● **EXERCISE**: Write the listing out again exactly as it stands, with no images.
____________
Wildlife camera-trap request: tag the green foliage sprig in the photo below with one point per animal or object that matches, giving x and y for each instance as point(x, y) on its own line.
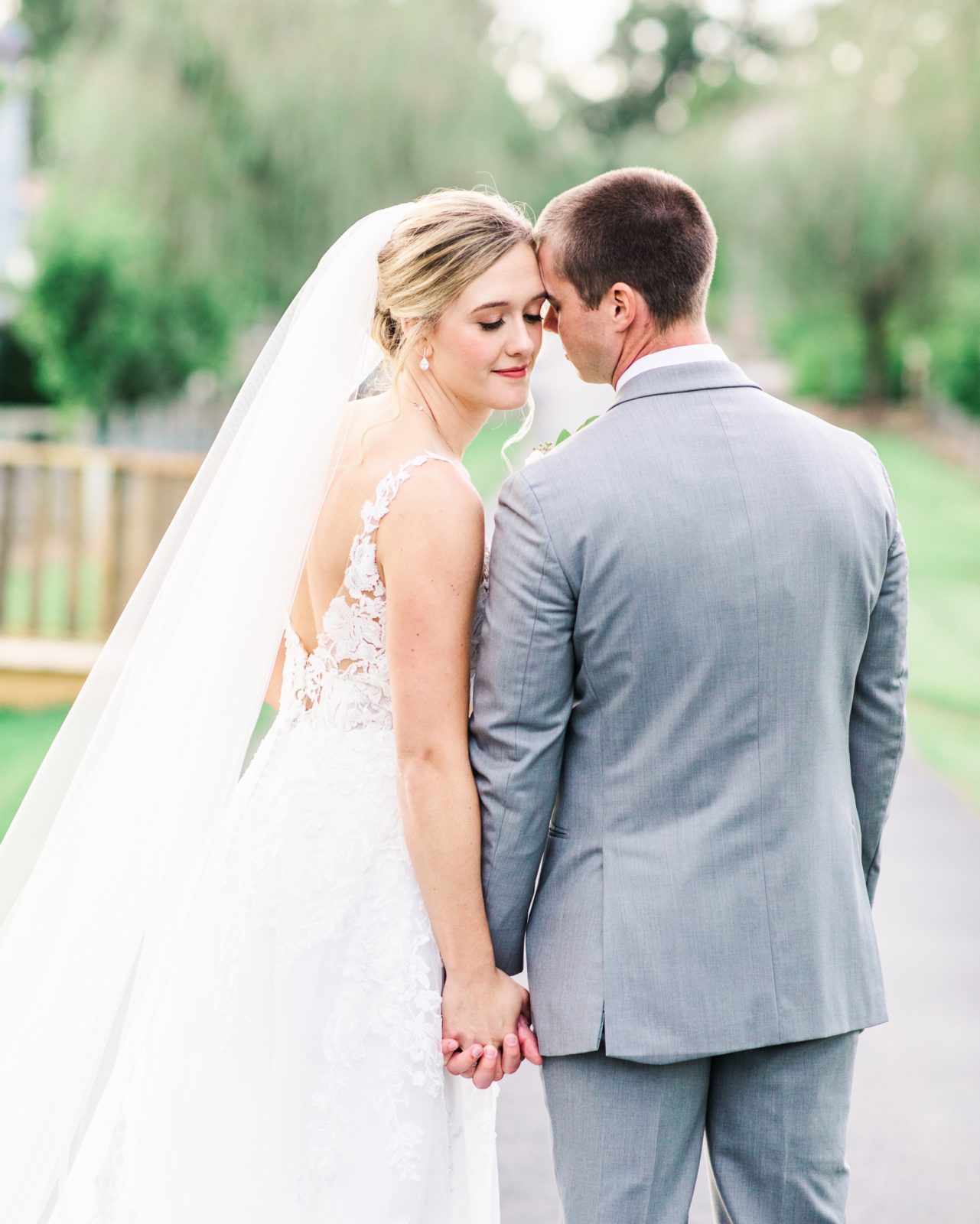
point(545, 448)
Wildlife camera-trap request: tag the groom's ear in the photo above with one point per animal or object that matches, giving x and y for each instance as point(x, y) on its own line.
point(624, 305)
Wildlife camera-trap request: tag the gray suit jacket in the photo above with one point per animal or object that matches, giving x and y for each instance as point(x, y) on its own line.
point(689, 701)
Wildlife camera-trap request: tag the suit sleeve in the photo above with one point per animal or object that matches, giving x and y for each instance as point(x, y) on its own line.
point(523, 698)
point(877, 714)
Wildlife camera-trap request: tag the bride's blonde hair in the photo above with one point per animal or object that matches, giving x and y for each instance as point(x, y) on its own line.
point(448, 240)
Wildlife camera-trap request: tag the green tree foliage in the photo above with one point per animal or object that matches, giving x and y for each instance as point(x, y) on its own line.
point(110, 322)
point(864, 206)
point(673, 55)
point(251, 134)
point(244, 136)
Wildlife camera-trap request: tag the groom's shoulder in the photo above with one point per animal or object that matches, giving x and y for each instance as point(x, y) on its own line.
point(561, 469)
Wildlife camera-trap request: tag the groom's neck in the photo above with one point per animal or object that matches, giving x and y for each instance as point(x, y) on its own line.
point(647, 342)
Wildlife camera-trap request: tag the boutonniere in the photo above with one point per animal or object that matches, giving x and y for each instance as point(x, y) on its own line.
point(543, 448)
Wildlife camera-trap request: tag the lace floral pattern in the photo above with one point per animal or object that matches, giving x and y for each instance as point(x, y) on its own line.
point(345, 676)
point(322, 1062)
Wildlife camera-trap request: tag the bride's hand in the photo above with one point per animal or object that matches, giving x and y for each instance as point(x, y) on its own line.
point(486, 1030)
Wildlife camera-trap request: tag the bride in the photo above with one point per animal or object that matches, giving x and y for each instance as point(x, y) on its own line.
point(222, 989)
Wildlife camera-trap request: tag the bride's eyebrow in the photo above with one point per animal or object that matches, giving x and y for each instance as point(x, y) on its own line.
point(476, 310)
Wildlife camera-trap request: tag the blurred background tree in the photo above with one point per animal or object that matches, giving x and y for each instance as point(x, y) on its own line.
point(236, 140)
point(837, 146)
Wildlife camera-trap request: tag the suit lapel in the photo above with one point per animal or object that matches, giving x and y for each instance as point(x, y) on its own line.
point(684, 379)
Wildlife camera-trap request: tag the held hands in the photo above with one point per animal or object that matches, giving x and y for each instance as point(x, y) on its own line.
point(486, 1026)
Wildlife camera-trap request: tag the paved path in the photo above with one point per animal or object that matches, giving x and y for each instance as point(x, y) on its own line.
point(914, 1144)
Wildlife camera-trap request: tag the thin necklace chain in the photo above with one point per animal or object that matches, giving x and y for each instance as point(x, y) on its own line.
point(425, 408)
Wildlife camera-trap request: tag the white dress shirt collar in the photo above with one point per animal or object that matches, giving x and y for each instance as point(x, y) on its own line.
point(677, 356)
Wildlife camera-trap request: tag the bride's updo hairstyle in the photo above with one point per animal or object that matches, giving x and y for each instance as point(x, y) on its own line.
point(448, 240)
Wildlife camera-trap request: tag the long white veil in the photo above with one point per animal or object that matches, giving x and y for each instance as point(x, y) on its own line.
point(106, 842)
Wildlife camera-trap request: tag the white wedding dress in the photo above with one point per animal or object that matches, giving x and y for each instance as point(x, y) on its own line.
point(293, 1071)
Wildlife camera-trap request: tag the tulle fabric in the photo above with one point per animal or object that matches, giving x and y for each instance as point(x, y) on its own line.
point(291, 1071)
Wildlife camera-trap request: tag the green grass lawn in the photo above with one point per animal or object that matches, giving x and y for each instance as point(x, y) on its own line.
point(940, 511)
point(24, 741)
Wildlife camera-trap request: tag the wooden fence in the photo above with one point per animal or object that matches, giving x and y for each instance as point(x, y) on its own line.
point(77, 526)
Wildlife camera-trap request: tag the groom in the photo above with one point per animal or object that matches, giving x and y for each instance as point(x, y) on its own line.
point(688, 715)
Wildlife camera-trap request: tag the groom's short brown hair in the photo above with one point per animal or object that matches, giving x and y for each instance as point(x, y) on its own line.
point(639, 226)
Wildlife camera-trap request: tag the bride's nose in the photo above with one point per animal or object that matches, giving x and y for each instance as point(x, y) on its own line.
point(522, 342)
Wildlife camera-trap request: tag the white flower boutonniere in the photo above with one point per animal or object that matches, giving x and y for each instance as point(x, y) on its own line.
point(543, 448)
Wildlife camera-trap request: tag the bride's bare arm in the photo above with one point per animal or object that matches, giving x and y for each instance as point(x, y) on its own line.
point(431, 556)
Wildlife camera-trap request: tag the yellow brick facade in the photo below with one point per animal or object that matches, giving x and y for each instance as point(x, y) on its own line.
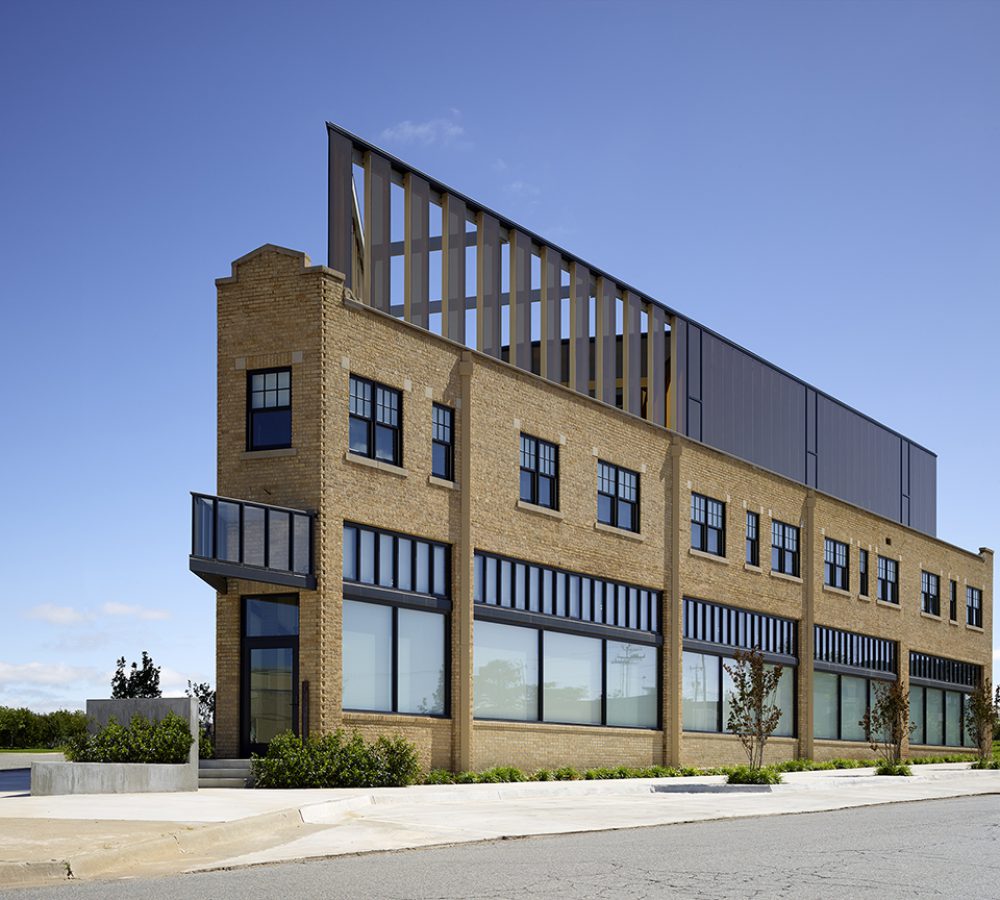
____________
● **SOLUTION BELOW**:
Wildlife camera-trap request: tag the green foliage sprig in the photo below with one point per animal or object that matches, giving x and y for each instance as point(x, y) on its own line.
point(545, 448)
Wildlife camera-trap request: tag the groom's ear in the photo above with one point per animal or object that matches, giving x and y for each instance as point(x, y) on its own line.
point(624, 305)
Wildlife camera-trap request: tag the gray suit jacket in the photo above with one point per animal or object that matches, giving x and y for each instance as point(x, y) on its own line.
point(689, 701)
Wildlife camera-trap request: tag the suit sleeve in the photo above with one point per animal or object that matches, giving x and y for each instance as point(x, y) on its own line.
point(523, 698)
point(877, 714)
Wildlife camera-trap request: tag the bride's blonde hair in the photo above with one point per animal or object that matches, giving x and y for each instance as point(x, y) on its own line.
point(448, 240)
Wildlife camera-trap request: tag the green tree foliage in the photo above with one point per animal or object that matches, giving x and y for each instance as point(x, y) on its own line.
point(110, 322)
point(864, 206)
point(673, 55)
point(251, 134)
point(244, 136)
Wildlife camera-trap request: tag the groom's shoulder in the photo above with one point per animal or object that matches, giving x and y for each instance as point(x, y) on its own line.
point(561, 469)
Wildlife camera-trap request: tag the groom's neck in the photo above with one point per animal or object that matches, giving x and y for each instance as point(x, y) on its own line.
point(647, 342)
Wildlife camera-trap request: tag the boutonniere in the photo above with one point per animal or object that matches, giving x and y for each instance as point(x, y) on its own line.
point(543, 448)
Wildlife camera-trap request: tag the lace floral pattern in the photo above with one point per animal or object that matches, giving x and y for each instance as point(x, y) on its own line.
point(345, 676)
point(322, 1062)
Wildlife camera-trap request: tag the bride's hand in the photo above with one point per animal or object that matches, giving x and y for each instance as point(x, y) on its own line.
point(486, 1030)
Wildlife camera-trap request: tag the bride in the photo above with one point per animal or object that matches, giving x and y for each instance as point(x, y) on its own line.
point(222, 989)
Wildlife camera-trap request: tag the bride's eyebrow in the photo above with one point per animal or object that matches, giving x and y for each instance as point(x, y) on its own line.
point(476, 310)
Wildlife camera-trap request: tag the blurred background tree in the photo above with one point per animal or object that matches, giving x and y for each instance as point(x, y) on its own line.
point(236, 140)
point(837, 146)
Wildlife camera-trap request: tag the suit lapel in the photo above with one point per animal or object that matches, giving x and y for each instance as point(x, y) on its own line.
point(684, 379)
Wildlife camera-trap request: tag the held hands in the photo above with one point per animal or object that matches, giving x and y for each instance as point(x, y) on its own line.
point(486, 1026)
Wildlife camera-trap request: tag the paved path in the photo above with one point per animal or object that matches, giving x and y for each instance as point(x, y) on its own line.
point(914, 1144)
Wildlife camera-trap request: tag the thin necklace chain in the photo above with one point per animal or object that matches, giving x and y for each instance as point(x, y) on its own line.
point(425, 408)
Wildlife camera-trap request: tag the white dress shirt collar in the photo above with one point per animal or object that matches, giving x and y for each instance as point(x, y) on its own line.
point(677, 356)
Wildlife camera-trap request: tag the bride's updo hairstyle in the photo above with one point per animal or object that matches, giving x and y for each instance as point(x, y) on its own line.
point(448, 240)
Wildlife camera-trap request: tag the long white veil in the photo above with one point per animal or object that matches, giving x and y for each instance as point(x, y) on its own line.
point(106, 842)
Wildlife camera-trap request: tag the white wedding dress in the photo above with one point per animal or object that matches, giving x and y for each instance as point(x, y) on its own line.
point(293, 1071)
Wildlife camera-trap request: tag the tulle fabric in the photo above with one point per animal or object that matches, giving x and y for each instance as point(x, y) on its own line.
point(291, 1071)
Wildlife camera-trap request: tag the green grass lawn in the photo above with one point per animal or object that matches, giving x and y for each instance as point(x, y) on its own line.
point(940, 511)
point(24, 741)
Wildlife camera-trap request: tag the wooden fence in the photo above with one point per animal or object that matches, giving x and y for each instance as point(x, y) on its own line.
point(77, 526)
Wildlife camera-trap request: tag the groom in the photo above with one point per animal or object that matches, giving x and y for each instance as point(x, y) on its own line.
point(688, 715)
Wildlife camera-trap request: tag the groom's short brown hair in the photo above with one point per animal or object that matches, giving x and y for each instance as point(x, y) on its own line.
point(639, 226)
Wildlife camera-trap request: tag the bride's nose in the photo above with one point per animal or object that matches, giving x and y for each instance as point(x, y) on its own line.
point(522, 342)
Wildlife camera-trap request: tag the white flower boutonniere in the photo above with one point per animal or object that matches, giving x and y for each instance as point(x, y) on its own line.
point(543, 448)
Wildlife camera-trap request: tag the bride's bare arm in the photo above with one point per animal or object that matches, giving x and y for each instance as point(x, y) on its own line.
point(431, 556)
Wildlife camera-trap request: tag the yellow brick facade in the photo below with one point per animal or object that matches, giving x and y for each instance as point(x, y) on its own line.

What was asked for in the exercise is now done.